PROBLEM STATEMENT: Scan the data below and copy each line where "screen" occurs.

-- EXERCISE INPUT follows --

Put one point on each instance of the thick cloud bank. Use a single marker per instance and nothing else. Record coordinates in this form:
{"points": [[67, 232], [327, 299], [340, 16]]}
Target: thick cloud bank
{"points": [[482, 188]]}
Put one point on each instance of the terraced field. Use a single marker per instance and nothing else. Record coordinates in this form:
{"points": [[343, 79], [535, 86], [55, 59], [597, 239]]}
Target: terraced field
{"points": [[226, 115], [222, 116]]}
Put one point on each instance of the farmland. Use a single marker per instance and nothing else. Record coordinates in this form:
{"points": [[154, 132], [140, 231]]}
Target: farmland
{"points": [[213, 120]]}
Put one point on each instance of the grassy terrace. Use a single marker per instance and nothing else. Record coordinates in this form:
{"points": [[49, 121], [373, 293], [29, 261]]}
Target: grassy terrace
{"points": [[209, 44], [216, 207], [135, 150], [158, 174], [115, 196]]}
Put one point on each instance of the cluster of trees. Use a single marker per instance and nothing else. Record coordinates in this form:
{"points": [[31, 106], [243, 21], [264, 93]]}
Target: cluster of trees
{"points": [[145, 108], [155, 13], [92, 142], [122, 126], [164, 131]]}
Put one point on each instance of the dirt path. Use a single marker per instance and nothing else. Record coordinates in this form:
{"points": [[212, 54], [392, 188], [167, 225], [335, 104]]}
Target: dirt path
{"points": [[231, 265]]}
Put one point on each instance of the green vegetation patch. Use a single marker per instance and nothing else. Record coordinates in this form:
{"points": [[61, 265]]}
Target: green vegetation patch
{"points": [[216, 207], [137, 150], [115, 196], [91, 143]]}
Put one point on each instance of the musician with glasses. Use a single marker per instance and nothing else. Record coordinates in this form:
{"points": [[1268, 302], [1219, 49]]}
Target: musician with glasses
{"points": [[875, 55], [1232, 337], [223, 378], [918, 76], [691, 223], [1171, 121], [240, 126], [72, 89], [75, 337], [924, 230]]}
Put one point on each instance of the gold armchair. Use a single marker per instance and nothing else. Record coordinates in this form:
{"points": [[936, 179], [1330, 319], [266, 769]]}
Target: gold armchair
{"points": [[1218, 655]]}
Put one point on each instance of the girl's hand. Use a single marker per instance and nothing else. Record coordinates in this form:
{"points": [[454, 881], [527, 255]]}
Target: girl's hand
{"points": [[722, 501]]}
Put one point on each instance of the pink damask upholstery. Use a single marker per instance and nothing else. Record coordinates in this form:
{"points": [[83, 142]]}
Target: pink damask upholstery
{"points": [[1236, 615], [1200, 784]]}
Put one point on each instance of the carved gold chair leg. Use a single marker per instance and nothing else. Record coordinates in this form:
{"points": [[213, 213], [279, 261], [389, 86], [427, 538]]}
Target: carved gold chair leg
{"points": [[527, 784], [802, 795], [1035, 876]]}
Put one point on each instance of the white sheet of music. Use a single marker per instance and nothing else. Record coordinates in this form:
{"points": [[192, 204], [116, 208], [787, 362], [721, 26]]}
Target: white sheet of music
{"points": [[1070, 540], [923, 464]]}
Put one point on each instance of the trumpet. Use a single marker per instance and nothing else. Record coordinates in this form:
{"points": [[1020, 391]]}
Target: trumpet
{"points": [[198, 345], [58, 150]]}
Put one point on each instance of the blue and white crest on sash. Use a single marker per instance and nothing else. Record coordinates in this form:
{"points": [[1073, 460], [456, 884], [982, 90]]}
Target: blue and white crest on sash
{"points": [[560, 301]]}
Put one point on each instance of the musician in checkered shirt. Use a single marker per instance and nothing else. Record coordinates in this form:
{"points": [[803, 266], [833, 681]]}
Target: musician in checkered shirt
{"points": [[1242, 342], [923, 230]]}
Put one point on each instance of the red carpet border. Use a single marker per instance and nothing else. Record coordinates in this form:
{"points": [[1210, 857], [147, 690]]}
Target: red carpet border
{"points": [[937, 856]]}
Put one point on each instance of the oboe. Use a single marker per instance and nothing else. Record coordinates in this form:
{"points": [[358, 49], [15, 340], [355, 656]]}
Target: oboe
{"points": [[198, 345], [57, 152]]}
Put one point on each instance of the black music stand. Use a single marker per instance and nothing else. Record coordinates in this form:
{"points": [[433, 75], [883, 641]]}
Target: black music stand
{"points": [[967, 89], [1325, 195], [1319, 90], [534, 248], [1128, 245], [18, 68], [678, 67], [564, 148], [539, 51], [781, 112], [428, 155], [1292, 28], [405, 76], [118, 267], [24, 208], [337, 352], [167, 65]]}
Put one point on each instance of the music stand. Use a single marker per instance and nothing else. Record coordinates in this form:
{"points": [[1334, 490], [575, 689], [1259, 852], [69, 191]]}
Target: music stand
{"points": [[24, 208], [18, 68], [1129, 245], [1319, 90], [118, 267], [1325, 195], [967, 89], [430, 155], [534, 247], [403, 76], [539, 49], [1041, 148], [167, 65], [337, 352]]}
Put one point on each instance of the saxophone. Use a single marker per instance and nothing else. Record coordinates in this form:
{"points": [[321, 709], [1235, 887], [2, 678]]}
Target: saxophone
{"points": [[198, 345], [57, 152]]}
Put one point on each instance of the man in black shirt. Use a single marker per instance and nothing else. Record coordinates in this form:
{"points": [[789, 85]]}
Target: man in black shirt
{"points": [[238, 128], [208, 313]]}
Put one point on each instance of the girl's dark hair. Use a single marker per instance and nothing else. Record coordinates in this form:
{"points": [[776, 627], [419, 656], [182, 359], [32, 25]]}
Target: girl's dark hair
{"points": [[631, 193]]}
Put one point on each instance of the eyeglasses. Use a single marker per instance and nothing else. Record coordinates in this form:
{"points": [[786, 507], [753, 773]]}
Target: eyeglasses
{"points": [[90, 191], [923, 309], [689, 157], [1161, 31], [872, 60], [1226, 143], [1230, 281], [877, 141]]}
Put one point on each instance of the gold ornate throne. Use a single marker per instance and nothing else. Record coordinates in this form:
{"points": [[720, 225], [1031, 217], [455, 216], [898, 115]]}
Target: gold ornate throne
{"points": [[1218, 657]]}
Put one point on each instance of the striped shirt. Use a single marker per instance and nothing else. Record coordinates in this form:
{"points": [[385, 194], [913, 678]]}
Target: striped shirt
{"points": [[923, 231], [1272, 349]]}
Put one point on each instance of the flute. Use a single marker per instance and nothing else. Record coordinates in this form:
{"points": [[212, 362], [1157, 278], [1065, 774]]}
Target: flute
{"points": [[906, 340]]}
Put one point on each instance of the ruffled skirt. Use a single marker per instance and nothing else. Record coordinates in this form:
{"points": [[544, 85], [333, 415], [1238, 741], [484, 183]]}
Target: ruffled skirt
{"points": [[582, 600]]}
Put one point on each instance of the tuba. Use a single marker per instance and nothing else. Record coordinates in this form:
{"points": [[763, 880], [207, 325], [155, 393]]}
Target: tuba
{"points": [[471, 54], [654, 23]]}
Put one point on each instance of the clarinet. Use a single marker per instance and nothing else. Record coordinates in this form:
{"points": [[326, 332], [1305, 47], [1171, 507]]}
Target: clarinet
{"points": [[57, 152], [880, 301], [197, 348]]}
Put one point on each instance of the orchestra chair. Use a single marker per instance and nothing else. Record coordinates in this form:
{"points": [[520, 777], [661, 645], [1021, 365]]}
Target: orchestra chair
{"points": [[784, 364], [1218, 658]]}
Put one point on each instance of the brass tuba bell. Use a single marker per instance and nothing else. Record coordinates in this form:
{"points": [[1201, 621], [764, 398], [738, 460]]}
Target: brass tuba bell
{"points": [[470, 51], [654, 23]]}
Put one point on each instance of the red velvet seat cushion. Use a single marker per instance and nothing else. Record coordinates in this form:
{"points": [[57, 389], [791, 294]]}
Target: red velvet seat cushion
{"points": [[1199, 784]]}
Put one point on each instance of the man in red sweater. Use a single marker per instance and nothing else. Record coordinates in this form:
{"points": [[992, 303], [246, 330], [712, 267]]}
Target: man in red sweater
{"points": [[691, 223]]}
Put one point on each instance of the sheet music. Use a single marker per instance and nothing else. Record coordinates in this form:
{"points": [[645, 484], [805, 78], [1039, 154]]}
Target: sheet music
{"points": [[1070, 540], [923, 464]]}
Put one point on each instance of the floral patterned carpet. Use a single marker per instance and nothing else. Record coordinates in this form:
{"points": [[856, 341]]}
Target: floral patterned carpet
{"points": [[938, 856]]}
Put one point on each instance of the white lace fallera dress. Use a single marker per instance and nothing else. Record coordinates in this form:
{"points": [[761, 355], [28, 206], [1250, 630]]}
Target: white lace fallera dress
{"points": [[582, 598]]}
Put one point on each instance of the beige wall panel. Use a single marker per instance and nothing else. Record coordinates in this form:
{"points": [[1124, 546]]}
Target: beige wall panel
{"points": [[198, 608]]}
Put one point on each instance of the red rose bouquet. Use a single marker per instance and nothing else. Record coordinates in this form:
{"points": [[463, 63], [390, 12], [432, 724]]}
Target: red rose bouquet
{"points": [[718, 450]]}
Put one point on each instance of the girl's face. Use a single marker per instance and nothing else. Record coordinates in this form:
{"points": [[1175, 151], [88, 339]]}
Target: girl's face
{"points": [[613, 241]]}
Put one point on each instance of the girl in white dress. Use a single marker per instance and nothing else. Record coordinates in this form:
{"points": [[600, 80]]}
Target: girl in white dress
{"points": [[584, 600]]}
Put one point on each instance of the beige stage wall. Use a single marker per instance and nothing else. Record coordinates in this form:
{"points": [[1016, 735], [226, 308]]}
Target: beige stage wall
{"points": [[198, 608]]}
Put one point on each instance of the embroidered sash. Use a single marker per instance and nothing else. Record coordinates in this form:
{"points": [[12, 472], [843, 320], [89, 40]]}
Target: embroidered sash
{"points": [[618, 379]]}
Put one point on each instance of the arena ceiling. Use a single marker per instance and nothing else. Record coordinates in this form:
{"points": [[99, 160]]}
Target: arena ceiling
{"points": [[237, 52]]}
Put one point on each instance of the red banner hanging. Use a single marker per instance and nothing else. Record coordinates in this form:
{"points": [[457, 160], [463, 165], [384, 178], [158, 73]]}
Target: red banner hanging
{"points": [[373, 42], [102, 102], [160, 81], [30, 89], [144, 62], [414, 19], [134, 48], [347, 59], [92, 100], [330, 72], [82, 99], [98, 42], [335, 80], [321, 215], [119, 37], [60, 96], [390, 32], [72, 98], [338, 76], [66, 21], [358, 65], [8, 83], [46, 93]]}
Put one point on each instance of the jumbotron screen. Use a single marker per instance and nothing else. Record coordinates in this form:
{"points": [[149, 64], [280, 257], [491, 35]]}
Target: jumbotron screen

-- EXERCISE INPUT concluded --

ANSWER TO THE EXERCISE:
Put one point on each instance of the jumbotron screen. Use a single marker per instance and nothing else. Record coordinates in this form:
Target: jumbotron screen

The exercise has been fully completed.